It is a guessing game. A cruel, ongoing battle where you don’t want to go to the hospital for nothing, yet you are suffering symptoms that would cause anybody else to call 9-1-1.
I feel vulnerable and miserable, but somehow I remain determined that my misery should fuel me as I spread my message about lupus. Something must be done.
Mom on a Mission
I want there to be a cure, and most importantly, I want to live to see that day.
I want people to hear I have lupus, that you have lupus, or Selena Gomez has lupus, and automatically know what it is — what it means to our lives and what we endure. I am fed up with explaining. I am fed up with ignorance. Mostly, I am fed up with being me and all the pain and misery I must face.
So, I walk, I raise money the Lupus Foundation of America uses towards funding research and treatment development, and I continue to try and spread awareness.
I listen to all those wonderful cancer awareness campaigns and I think, “God bless them, but everyone knows about cancer and what it is and what it does. What they really need is a cure. Cancer awareness has been achieved.”
But, with lupus, when you watch a talk show host as articulate and informed about important causes as Ellen DeGeneres sit down with Selena Gomez and ask what lupus is because she did not know, well it points out that awareness for this disease is pretty low.
I want to change that, and the only way I can think of is to not be silent about it. To not go quietly into the night, but to wear bright purple t-shirts and shout my warrior battle cries around Boston Common.
I will continue to petition our leaders to support lupus research funding and I will write about what it is to have lupus and to be a wife and mother who is afraid she won’t be around to make all those memories she dreams of making. All of this inspires feelings I am certain many of my fellow lupus warriors can relate to:
I am scared. I developed pneumonia out of nowhere recently and on top of everything else happening with my lupus, it really felt like I might succumb to it all.

Questions |
A - Decide whether each statement agrees with the lupus essay: (i) the writer raises money that the Lupus Foundation of America puts toward research and treatment development; (ii) Ellen DeGeneres explained to Selena Gomez what lupus is; (iii) the writer recently came down with pneumonia. Answer yes or no for each, quoting the words of the essay that settle it.
B - In the lupus essay, where does the writer want to shout warrior battle cries?

Provided information |
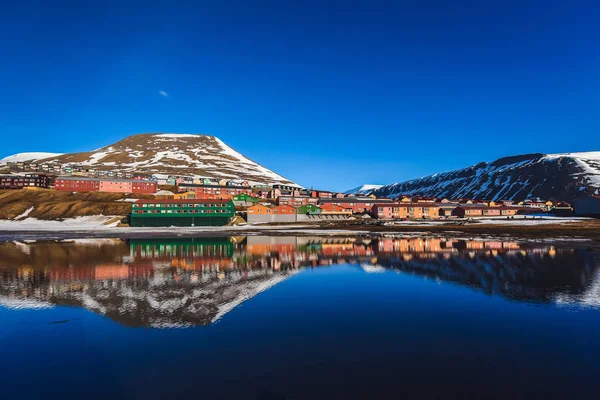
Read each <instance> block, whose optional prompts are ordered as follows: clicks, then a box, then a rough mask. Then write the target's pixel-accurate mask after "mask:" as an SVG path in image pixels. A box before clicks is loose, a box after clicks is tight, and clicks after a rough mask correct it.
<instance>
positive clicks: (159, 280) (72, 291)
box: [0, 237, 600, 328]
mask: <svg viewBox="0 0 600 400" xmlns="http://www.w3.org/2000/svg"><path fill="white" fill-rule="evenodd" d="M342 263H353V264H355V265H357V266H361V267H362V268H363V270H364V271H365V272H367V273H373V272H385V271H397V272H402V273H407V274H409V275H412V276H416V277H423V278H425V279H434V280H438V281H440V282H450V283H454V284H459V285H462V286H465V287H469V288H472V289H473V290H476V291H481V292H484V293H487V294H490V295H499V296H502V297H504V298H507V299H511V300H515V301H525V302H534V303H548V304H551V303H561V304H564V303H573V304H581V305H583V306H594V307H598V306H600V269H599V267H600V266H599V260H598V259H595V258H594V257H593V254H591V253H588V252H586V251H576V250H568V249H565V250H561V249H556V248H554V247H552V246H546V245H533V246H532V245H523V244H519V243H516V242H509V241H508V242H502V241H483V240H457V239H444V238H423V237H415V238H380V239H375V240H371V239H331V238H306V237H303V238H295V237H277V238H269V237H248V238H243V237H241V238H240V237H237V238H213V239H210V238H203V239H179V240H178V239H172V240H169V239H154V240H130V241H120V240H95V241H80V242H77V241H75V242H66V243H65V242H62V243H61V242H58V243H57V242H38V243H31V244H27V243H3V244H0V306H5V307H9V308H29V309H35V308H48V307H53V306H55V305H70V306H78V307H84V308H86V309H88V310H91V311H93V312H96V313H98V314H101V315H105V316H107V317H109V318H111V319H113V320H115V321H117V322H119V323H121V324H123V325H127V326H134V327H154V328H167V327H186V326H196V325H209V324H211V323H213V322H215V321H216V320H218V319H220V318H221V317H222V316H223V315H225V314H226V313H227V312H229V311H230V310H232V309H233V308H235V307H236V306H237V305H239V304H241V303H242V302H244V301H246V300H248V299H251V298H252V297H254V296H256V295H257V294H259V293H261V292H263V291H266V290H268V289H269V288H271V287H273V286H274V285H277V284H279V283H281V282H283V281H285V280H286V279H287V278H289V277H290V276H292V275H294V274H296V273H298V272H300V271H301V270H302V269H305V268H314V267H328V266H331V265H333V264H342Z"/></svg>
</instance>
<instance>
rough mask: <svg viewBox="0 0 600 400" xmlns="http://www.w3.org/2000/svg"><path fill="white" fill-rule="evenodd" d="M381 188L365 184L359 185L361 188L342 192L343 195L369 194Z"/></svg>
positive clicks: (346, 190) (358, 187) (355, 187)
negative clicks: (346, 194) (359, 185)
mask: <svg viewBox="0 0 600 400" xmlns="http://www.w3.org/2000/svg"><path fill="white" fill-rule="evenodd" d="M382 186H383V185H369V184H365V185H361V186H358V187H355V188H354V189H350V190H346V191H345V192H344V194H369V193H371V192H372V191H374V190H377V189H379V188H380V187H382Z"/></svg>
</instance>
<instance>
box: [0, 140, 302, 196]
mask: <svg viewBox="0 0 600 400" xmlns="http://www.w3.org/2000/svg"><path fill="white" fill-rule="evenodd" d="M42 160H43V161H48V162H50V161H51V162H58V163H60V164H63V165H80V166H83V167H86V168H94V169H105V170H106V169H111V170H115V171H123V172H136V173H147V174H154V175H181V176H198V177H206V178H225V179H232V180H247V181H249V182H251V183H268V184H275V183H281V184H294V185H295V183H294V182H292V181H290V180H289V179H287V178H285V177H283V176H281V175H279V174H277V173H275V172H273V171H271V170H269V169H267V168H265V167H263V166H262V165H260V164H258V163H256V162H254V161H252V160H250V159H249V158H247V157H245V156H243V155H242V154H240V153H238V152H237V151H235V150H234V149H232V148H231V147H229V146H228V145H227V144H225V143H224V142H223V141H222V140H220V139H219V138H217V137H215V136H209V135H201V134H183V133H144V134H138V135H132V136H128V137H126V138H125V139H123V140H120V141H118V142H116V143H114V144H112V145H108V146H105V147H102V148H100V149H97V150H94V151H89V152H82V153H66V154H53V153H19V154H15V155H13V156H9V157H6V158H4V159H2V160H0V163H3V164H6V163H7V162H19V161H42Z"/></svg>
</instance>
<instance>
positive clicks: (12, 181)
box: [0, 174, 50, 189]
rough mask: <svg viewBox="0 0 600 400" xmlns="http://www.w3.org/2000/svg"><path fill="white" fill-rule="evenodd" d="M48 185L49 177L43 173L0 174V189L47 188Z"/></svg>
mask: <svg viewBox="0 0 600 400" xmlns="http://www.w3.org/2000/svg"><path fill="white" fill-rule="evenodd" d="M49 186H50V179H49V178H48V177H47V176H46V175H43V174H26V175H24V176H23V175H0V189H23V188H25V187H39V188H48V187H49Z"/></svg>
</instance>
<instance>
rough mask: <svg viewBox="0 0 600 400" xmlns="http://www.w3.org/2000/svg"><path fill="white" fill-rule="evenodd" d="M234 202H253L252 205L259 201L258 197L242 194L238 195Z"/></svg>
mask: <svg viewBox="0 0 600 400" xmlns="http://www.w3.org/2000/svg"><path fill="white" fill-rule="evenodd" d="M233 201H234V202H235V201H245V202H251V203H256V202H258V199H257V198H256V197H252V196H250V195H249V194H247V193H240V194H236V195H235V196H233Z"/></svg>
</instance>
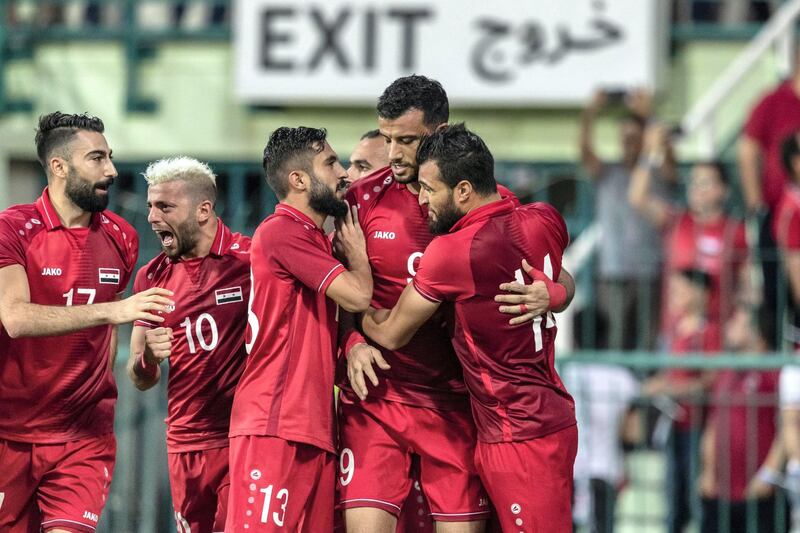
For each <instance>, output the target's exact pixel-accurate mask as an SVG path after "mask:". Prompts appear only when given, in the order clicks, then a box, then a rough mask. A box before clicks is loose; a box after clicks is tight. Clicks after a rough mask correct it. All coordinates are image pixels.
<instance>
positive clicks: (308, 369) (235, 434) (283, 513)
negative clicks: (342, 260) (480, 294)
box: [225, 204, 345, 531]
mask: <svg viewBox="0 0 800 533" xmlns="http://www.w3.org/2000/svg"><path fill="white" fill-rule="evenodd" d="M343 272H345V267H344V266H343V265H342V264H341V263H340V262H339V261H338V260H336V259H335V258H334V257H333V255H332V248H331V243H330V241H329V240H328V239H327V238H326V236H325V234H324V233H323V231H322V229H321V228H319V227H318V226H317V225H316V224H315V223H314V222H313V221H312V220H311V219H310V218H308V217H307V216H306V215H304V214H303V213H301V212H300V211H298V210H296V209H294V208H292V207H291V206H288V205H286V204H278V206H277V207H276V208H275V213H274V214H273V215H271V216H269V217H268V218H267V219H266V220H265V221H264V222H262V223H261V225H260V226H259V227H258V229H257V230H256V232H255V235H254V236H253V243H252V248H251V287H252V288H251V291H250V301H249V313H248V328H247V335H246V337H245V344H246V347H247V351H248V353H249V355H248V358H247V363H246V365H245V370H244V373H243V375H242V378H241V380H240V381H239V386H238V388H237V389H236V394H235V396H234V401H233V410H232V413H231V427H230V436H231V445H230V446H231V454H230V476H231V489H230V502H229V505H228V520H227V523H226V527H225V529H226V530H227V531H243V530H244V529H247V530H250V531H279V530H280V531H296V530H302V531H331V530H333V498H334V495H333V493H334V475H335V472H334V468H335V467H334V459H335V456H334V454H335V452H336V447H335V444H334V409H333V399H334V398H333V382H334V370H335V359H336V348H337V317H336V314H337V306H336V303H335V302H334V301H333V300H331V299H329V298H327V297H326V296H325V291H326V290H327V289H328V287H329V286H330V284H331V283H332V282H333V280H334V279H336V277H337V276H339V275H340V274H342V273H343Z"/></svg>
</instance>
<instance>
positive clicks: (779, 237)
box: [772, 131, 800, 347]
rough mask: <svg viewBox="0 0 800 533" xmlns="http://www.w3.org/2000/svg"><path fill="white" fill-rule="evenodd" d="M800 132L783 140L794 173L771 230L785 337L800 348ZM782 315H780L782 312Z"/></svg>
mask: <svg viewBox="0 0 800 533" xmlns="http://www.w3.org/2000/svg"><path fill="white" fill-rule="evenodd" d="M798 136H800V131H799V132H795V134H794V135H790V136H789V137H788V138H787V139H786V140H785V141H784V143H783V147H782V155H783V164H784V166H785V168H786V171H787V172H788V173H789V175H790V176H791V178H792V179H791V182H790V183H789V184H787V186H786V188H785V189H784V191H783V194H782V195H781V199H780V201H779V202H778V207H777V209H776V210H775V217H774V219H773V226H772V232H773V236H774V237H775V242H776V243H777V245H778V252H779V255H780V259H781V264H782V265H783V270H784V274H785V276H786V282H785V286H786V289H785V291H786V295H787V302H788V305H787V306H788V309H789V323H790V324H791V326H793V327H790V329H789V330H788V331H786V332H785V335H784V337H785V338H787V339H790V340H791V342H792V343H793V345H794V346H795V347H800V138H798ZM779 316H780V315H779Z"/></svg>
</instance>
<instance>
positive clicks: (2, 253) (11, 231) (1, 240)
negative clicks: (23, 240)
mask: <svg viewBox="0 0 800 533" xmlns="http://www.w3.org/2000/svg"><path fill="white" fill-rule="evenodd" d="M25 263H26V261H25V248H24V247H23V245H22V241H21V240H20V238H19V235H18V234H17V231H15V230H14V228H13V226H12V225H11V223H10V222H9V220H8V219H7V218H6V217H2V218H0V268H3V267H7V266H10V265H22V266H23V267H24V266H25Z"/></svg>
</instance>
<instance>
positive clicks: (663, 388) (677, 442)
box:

Answers for the tasks |
A -
(i) Yes: "I raise money the Lupus Foundation of America uses towards funding research and treatment development"
(ii) No: "ask what lupus is because she did not know"
(iii) Yes: "I developed pneumonia out of nowhere recently"

B - Around Boston Common.